▶ **Excerpted data**
— BEGIN —
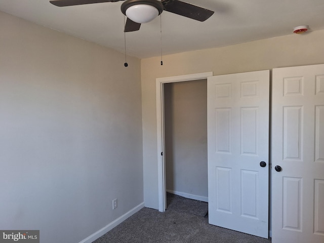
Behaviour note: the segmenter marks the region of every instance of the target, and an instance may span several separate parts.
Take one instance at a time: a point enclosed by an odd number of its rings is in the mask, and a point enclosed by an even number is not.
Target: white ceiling
[[[301,25],[309,25],[309,31],[324,29],[324,0],[183,2],[215,14],[200,22],[164,11],[161,18],[126,33],[127,53],[143,58],[160,56],[161,49],[167,55],[219,47],[296,34],[293,28]],[[48,0],[0,0],[0,11],[125,53],[123,3],[58,7]]]

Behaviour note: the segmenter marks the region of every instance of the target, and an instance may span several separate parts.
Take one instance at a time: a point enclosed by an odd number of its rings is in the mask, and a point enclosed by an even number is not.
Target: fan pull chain
[[[125,32],[125,25],[126,25],[126,23],[125,23],[125,16],[124,16],[124,43],[125,44],[125,63],[124,64],[124,65],[125,67],[127,67],[128,66],[128,63],[127,63],[127,55],[126,55],[126,32]]]
[[[160,47],[161,49],[161,66],[163,65],[163,61],[162,60],[162,16],[160,14]]]

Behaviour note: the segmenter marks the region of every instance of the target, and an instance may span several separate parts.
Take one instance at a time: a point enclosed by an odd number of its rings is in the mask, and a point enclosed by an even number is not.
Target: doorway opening
[[[183,81],[190,81],[190,80],[201,80],[205,79],[205,82],[206,82],[206,79],[208,76],[212,76],[213,73],[212,72],[197,73],[194,74],[189,74],[186,75],[177,76],[174,77],[169,77],[166,78],[161,78],[156,79],[156,105],[157,105],[157,145],[158,149],[160,149],[160,154],[158,156],[158,201],[159,201],[159,211],[160,212],[164,212],[167,208],[167,179],[166,179],[166,128],[165,122],[166,120],[165,118],[165,90],[166,89],[169,89],[167,85],[167,86],[165,87],[165,84],[169,83],[174,83],[177,82],[181,82]],[[168,91],[167,90],[168,92]],[[168,101],[167,101],[168,102]],[[206,115],[207,117],[207,115]],[[168,125],[167,125],[168,126]],[[200,142],[201,143],[202,139],[200,140]],[[206,141],[207,142],[207,141]],[[206,151],[207,152],[207,151]],[[207,156],[207,152],[206,152]],[[191,161],[192,162],[192,161]],[[207,165],[206,172],[207,172]],[[171,172],[173,173],[173,172]],[[193,179],[194,178],[192,178]],[[207,178],[206,178],[207,179]],[[174,181],[171,181],[170,182],[171,184],[174,183]],[[168,182],[169,183],[169,182]],[[168,186],[170,185],[168,184]],[[168,188],[170,189],[170,188]],[[208,190],[208,187],[205,188]],[[192,190],[196,190],[196,188],[193,189]],[[170,190],[174,191],[173,192],[177,192],[176,189]],[[181,192],[180,191],[178,192]],[[199,196],[199,195],[195,195],[195,192],[193,192],[193,191],[190,192],[190,190],[188,193],[186,193],[184,195],[185,197],[188,198],[192,198],[192,199],[195,199],[199,200],[208,200],[208,197],[206,196],[202,195],[201,197],[197,197],[196,196]],[[201,193],[200,193],[201,194]],[[208,193],[207,194],[208,195]],[[195,197],[195,198],[192,198]]]
[[[167,192],[207,202],[207,79],[165,84],[164,107]]]

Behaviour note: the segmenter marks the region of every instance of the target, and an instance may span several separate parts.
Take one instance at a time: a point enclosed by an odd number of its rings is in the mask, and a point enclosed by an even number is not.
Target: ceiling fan
[[[66,7],[119,1],[125,0],[53,0],[50,3],[58,7]],[[141,24],[152,20],[164,10],[201,22],[214,14],[211,10],[179,0],[126,0],[120,10],[127,16],[125,32],[138,30]]]

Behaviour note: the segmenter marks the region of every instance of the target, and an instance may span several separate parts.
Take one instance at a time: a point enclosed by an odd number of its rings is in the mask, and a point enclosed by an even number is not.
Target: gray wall
[[[207,201],[207,82],[164,85],[167,190]]]
[[[0,229],[79,242],[143,204],[140,61],[1,12],[0,30]]]

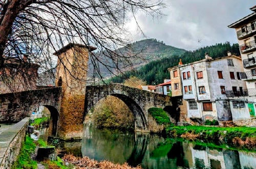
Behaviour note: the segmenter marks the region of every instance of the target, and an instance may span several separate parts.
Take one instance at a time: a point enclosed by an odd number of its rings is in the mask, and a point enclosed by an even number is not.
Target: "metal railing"
[[[227,97],[247,96],[248,96],[248,90],[243,90],[241,91],[226,91],[226,96]]]
[[[255,43],[255,40],[250,41],[240,45],[240,49],[242,52],[250,50],[250,49],[254,49],[255,47],[256,43]]]
[[[237,35],[238,36],[238,38],[242,38],[244,36],[247,35],[249,35],[251,32],[252,32],[252,31],[255,31],[255,26],[254,25],[250,25],[250,26],[247,26],[246,27],[246,30],[245,31],[242,32],[242,30],[239,30],[238,32],[237,32]]]
[[[256,79],[256,72],[252,73],[251,71],[248,71],[245,72],[240,72],[241,79],[251,79],[253,77]]]
[[[248,59],[245,59],[243,60],[243,63],[244,64],[244,67],[245,68],[254,66],[256,65],[256,59],[255,57],[252,57]]]

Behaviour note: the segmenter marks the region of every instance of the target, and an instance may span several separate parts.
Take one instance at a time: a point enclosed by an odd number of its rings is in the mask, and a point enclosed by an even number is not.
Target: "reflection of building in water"
[[[239,152],[239,159],[242,169],[256,168],[256,153]]]
[[[225,150],[210,150],[209,148],[189,144],[193,164],[189,168],[255,168],[256,153]],[[183,144],[183,147],[186,144]],[[186,146],[187,147],[187,145]],[[185,149],[184,149],[185,150]],[[184,153],[190,153],[189,149]]]

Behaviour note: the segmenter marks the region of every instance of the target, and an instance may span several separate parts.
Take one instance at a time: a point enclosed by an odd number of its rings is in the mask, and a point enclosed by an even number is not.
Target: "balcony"
[[[243,63],[245,68],[249,68],[256,65],[256,59],[255,57],[252,57],[248,59],[244,59]]]
[[[240,50],[242,53],[245,53],[256,49],[255,40],[240,45]]]
[[[245,30],[239,30],[237,32],[238,39],[241,40],[247,38],[255,32],[256,32],[256,29],[254,25],[252,25],[252,25],[247,26]]]
[[[226,96],[227,97],[247,96],[248,96],[248,91],[247,90],[243,90],[241,91],[226,91]]]
[[[256,79],[256,73],[252,73],[251,71],[240,72],[240,75],[242,80],[255,80]]]

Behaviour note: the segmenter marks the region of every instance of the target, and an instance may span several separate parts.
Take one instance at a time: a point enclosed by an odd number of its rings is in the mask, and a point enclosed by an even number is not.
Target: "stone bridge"
[[[111,95],[122,100],[133,112],[136,131],[149,131],[148,109],[172,106],[171,97],[121,84],[87,86],[83,118],[100,99]]]
[[[57,132],[61,88],[51,88],[0,95],[0,123],[15,123],[44,106],[51,112],[52,134]]]
[[[108,95],[119,98],[128,106],[134,117],[136,131],[150,131],[148,108],[173,107],[169,96],[121,84],[87,86],[85,95],[81,95],[84,98],[81,102],[78,100],[81,97],[75,95],[63,99],[62,90],[61,87],[51,88],[0,95],[0,123],[18,122],[29,117],[37,107],[44,106],[51,113],[51,135],[63,139],[81,138],[86,116],[99,100]]]

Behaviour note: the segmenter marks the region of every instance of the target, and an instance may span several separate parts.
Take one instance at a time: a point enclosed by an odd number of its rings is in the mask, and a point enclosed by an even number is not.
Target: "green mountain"
[[[122,67],[121,68],[122,71],[131,70],[132,67],[136,70],[152,61],[172,57],[174,55],[179,56],[186,51],[186,50],[183,49],[166,45],[163,41],[160,42],[155,39],[148,39],[136,41],[116,50],[117,53],[122,53],[121,55],[123,54],[124,56],[135,55],[135,57],[130,59],[132,63],[132,65],[130,65],[131,66],[123,66],[124,64],[122,64],[122,62],[125,62],[125,57],[122,59],[120,58],[119,66],[120,68]],[[115,69],[115,68],[116,65],[113,64],[110,58],[101,55],[100,53],[97,54],[99,54],[99,58],[101,58],[102,63],[108,66],[108,67],[106,67],[105,65],[103,65],[101,63],[98,62],[97,63],[97,64],[99,65],[100,75],[104,78],[113,76],[113,73],[111,73],[111,72],[114,72],[114,73],[116,73],[117,69]],[[122,61],[122,59],[123,59]],[[95,65],[93,63],[93,61],[89,60],[88,70],[89,71],[89,75],[91,75],[91,77],[93,77],[95,71]]]
[[[168,58],[152,61],[137,71],[127,71],[120,77],[113,77],[109,81],[121,82],[124,79],[134,76],[146,81],[148,84],[157,84],[162,83],[164,79],[170,78],[169,73],[167,69],[177,66],[180,59],[183,64],[187,64],[204,59],[206,52],[208,52],[209,55],[212,58],[216,58],[226,55],[227,51],[230,51],[236,55],[240,55],[238,44],[231,45],[228,42],[224,44],[219,43],[203,47],[196,50],[186,51],[180,55],[169,55]]]

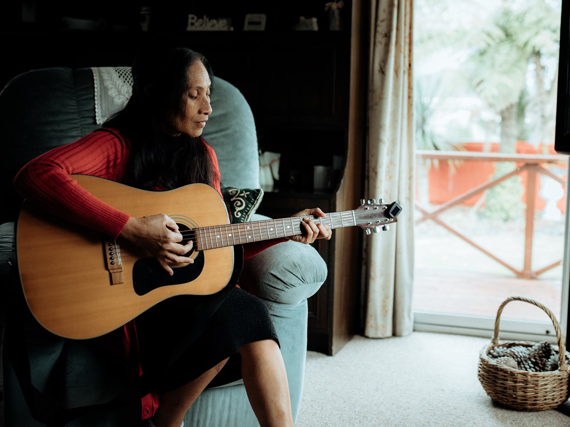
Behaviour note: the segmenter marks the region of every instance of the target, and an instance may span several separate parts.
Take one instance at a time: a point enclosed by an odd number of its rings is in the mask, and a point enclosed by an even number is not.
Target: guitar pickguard
[[[181,285],[195,280],[204,268],[203,252],[198,252],[194,263],[173,268],[169,275],[155,258],[139,260],[133,265],[133,288],[137,295],[142,295],[161,286]]]

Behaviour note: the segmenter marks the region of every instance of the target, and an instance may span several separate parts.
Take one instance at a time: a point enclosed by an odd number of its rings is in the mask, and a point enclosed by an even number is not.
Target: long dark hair
[[[212,184],[213,167],[201,137],[170,136],[164,126],[183,111],[188,93],[188,69],[203,64],[213,83],[211,68],[201,54],[181,47],[147,47],[132,65],[133,95],[103,127],[117,129],[131,141],[129,165],[135,184],[141,188],[172,190],[186,184]],[[210,89],[211,90],[211,89]]]

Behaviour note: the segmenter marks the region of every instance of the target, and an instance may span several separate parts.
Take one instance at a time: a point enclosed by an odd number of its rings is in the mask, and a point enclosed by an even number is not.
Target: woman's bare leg
[[[293,427],[289,385],[277,343],[250,343],[239,354],[246,391],[261,427]]]
[[[186,411],[210,384],[210,381],[221,370],[226,362],[227,359],[206,371],[195,380],[161,395],[160,406],[154,416],[157,426],[180,427]]]

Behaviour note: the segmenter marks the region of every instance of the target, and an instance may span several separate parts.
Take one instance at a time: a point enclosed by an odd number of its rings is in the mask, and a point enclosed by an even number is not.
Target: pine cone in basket
[[[531,372],[558,369],[558,353],[545,341],[532,347],[499,346],[489,351],[489,357],[499,363]]]

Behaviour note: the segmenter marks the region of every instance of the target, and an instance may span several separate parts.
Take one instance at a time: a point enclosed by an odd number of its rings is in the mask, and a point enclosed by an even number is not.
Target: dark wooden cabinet
[[[145,5],[66,2],[14,2],[5,11],[0,84],[19,73],[49,67],[129,65],[137,49],[157,39],[186,46],[208,58],[214,75],[243,93],[255,118],[262,150],[280,154],[280,179],[266,191],[258,212],[284,217],[304,208],[325,212],[355,208],[362,191],[363,139],[365,136],[368,18],[365,0],[344,1],[341,31],[328,28],[325,2],[293,0],[237,2],[213,0],[150,2],[149,31],[141,31]],[[35,5],[33,22],[22,10]],[[186,31],[189,13],[227,17],[233,31]],[[30,11],[27,10],[29,14]],[[246,13],[267,17],[263,31],[243,30]],[[99,20],[97,31],[66,28],[63,17]],[[319,31],[294,31],[299,17],[315,17]],[[27,19],[27,18],[26,18]],[[215,90],[215,89],[214,89]],[[329,188],[315,191],[315,165],[342,166]],[[309,301],[310,350],[333,355],[358,329],[360,229],[335,231],[315,247],[329,274]]]

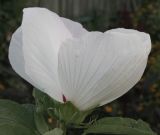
— END —
▶ **Task instructions**
Collect every line of the items above that contains the string "dark", and copy each such line in full.

▶ **Exercise response**
Target: long dark hair
Target: dark wooden cabinet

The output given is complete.